Problem.
In the records below, find each line with the word "dust" and copy it.

Excerpted data.
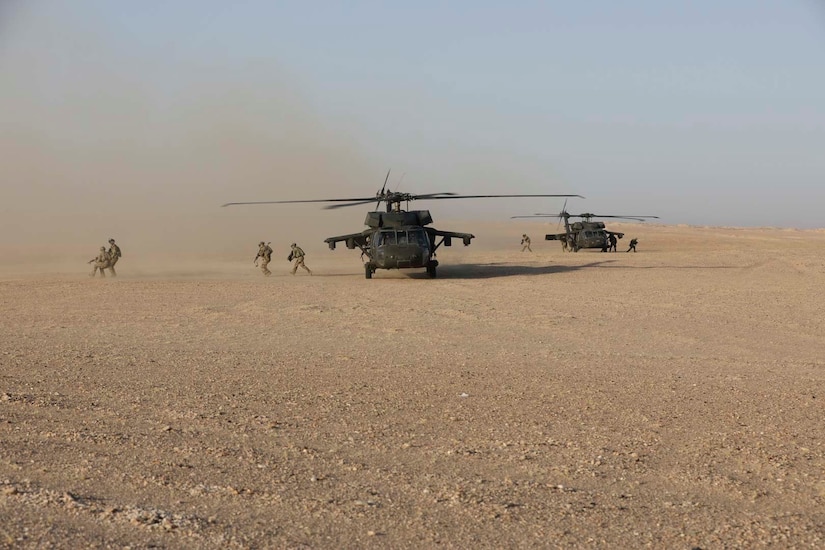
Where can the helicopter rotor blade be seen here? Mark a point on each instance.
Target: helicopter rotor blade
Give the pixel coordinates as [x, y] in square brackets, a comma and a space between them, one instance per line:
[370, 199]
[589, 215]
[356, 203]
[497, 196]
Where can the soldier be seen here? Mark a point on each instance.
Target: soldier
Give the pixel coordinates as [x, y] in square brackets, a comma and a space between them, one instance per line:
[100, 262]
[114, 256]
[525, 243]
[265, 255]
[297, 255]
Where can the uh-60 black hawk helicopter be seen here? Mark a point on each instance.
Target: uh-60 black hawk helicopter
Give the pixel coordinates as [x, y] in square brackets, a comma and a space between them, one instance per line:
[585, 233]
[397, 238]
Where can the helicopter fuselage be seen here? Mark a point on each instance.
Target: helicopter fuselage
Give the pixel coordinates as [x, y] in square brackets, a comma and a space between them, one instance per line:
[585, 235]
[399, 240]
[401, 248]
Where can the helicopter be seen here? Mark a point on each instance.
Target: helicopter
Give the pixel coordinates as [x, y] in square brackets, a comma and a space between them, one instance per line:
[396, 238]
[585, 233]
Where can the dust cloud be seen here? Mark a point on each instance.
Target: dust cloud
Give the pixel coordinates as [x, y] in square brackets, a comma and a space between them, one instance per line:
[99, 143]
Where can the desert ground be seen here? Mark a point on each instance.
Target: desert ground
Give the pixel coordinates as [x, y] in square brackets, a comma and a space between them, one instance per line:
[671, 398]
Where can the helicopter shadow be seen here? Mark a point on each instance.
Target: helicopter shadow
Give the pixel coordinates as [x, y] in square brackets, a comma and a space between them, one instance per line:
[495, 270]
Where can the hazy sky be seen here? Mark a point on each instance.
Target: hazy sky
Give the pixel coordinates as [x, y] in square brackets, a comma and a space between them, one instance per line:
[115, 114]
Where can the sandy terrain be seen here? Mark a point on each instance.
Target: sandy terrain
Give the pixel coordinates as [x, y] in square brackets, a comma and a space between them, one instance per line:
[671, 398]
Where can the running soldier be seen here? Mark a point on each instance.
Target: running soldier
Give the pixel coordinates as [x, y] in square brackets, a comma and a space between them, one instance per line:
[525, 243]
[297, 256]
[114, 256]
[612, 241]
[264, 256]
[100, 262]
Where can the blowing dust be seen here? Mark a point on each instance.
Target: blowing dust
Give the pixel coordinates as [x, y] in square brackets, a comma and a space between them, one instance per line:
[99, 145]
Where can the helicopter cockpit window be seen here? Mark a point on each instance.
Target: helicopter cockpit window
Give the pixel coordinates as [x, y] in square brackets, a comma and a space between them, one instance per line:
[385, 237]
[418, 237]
...
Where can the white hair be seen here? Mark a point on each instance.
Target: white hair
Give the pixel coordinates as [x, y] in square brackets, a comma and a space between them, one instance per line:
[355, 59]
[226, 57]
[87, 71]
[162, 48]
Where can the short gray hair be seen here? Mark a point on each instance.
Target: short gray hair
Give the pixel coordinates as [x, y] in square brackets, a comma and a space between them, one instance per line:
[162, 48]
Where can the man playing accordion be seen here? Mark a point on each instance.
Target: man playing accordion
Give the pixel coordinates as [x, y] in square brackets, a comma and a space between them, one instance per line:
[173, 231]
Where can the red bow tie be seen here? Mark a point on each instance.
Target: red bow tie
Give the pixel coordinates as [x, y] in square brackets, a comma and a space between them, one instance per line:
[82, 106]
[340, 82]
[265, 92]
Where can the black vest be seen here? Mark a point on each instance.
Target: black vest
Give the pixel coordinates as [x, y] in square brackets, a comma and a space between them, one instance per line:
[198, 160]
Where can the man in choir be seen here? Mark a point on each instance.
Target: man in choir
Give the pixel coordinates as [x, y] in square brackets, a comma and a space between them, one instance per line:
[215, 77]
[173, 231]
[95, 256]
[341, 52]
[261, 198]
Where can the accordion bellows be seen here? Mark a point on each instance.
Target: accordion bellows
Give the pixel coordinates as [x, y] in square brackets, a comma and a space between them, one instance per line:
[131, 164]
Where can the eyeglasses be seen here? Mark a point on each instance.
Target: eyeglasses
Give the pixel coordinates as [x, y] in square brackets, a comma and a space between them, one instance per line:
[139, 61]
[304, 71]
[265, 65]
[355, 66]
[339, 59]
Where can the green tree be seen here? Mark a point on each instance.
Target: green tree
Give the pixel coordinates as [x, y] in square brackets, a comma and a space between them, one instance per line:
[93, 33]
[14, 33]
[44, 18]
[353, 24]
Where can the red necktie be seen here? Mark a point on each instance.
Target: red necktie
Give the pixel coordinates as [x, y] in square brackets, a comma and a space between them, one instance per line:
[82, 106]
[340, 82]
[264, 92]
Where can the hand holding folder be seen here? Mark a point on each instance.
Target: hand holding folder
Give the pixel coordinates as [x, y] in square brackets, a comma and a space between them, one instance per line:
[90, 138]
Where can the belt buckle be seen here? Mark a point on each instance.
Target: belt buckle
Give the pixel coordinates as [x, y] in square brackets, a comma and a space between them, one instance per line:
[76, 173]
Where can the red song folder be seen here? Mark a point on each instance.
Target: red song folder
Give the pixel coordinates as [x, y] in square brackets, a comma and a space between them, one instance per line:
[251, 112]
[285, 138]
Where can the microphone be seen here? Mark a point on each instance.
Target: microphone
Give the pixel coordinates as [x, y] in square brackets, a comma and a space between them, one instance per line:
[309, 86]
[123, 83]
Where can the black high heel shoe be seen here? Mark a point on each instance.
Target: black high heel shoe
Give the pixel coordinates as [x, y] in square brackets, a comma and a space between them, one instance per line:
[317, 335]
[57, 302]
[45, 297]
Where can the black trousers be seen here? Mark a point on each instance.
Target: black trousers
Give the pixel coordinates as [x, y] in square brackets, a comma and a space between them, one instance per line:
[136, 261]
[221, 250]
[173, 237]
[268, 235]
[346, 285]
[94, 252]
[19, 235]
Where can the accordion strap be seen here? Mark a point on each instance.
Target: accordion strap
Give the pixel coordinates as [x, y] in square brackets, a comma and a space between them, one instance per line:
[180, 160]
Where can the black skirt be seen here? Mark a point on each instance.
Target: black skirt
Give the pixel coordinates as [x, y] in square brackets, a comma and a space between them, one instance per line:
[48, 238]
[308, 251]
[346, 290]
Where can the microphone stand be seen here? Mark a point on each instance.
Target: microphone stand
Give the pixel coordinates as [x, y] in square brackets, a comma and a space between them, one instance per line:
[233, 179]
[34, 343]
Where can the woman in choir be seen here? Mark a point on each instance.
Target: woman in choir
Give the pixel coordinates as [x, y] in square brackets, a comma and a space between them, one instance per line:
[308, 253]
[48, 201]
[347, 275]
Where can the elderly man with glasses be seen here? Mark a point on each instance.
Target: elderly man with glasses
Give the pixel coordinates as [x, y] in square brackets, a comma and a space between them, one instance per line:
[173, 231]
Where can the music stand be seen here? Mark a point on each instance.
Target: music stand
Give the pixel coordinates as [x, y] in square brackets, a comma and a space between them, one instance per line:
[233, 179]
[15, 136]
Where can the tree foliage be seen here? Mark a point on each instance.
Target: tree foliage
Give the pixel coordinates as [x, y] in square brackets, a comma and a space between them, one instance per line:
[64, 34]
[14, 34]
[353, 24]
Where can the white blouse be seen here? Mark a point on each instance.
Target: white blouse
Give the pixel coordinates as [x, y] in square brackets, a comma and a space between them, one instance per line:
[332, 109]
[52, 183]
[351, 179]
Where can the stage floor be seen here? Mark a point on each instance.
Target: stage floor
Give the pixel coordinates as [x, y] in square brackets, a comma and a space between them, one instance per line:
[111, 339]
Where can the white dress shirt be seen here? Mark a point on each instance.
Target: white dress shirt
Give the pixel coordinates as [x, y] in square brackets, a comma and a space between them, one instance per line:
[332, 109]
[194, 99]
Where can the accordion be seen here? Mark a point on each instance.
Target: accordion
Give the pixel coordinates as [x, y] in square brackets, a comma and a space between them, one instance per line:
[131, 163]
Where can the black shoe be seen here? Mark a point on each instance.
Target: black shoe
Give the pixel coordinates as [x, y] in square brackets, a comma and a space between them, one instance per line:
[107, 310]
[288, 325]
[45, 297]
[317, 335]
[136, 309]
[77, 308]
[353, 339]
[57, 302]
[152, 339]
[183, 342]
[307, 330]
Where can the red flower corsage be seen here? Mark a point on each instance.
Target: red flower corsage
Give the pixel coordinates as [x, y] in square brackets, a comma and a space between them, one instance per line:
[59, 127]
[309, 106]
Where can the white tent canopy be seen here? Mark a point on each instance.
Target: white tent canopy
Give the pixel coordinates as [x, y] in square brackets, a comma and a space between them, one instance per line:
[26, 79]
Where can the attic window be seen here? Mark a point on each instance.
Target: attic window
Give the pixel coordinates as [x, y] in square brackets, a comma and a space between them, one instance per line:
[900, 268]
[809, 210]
--
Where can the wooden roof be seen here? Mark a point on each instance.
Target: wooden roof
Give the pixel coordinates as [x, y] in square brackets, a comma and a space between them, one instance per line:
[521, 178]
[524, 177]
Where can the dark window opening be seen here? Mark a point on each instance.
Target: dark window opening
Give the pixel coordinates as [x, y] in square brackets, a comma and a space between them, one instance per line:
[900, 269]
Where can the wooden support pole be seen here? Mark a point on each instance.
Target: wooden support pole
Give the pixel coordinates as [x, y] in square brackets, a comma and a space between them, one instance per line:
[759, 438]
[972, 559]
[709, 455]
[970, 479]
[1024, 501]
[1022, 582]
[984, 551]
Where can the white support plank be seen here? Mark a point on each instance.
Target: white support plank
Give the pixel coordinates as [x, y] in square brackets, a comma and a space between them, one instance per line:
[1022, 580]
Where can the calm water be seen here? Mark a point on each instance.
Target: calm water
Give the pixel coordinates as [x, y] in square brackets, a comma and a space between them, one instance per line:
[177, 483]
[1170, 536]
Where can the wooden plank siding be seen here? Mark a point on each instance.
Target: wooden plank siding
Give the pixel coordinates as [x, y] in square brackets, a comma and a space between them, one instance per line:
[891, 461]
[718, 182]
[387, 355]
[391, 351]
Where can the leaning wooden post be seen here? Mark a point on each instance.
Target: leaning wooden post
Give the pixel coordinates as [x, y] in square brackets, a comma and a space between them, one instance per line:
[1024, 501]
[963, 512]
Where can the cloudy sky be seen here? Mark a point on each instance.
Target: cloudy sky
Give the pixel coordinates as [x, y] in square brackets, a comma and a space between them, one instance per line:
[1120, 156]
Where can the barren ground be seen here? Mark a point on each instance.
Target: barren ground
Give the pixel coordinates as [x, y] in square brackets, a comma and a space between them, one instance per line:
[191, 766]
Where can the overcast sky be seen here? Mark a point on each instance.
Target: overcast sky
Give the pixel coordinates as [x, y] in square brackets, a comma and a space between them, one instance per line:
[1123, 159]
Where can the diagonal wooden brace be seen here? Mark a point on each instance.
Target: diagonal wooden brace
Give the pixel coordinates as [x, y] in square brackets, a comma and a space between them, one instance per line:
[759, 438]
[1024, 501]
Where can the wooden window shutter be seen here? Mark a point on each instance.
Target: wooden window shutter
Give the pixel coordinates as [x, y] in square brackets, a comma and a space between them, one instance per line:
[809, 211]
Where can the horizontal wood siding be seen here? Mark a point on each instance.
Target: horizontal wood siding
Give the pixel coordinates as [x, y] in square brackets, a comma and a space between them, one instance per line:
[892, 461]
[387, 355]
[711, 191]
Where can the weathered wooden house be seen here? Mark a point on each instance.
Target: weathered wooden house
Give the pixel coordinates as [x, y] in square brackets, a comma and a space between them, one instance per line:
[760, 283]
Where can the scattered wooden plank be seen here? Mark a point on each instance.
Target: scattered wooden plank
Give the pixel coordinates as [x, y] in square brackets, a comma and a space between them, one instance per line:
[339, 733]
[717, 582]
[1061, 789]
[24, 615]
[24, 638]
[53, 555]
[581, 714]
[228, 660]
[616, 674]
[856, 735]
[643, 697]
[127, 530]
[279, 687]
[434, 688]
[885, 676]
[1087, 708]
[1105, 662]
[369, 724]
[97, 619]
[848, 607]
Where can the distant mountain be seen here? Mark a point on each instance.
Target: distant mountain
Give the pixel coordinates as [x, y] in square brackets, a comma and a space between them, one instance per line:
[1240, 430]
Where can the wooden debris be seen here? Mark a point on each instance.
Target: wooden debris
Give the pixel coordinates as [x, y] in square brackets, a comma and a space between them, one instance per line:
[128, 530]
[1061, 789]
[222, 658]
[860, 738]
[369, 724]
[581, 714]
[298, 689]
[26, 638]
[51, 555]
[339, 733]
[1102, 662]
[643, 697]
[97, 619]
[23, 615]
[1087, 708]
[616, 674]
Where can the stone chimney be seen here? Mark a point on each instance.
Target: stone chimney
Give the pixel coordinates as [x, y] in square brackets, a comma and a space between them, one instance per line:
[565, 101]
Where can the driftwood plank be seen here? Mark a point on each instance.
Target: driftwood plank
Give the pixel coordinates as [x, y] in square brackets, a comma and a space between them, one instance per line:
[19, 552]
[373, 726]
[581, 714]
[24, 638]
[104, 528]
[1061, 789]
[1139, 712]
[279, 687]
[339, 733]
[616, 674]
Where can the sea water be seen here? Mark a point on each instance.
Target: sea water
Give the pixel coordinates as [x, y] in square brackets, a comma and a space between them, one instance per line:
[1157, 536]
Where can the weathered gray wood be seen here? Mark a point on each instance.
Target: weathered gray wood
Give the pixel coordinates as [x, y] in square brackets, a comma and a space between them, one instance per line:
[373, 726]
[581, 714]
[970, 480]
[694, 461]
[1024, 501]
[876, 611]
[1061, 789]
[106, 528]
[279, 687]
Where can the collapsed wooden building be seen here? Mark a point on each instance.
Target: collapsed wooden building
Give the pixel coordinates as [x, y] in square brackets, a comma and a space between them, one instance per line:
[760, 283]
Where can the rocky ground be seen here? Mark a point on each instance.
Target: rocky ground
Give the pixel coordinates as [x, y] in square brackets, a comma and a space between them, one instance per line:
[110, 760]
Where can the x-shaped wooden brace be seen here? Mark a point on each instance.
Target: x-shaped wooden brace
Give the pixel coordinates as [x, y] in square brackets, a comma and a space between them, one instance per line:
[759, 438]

Result of the task.
Where can the dust cloud be seen here? Mark a point on each instance.
Target: dust cloud
Where can the blowing dust be seen here? Mark a point on each instance.
Target: blowing dust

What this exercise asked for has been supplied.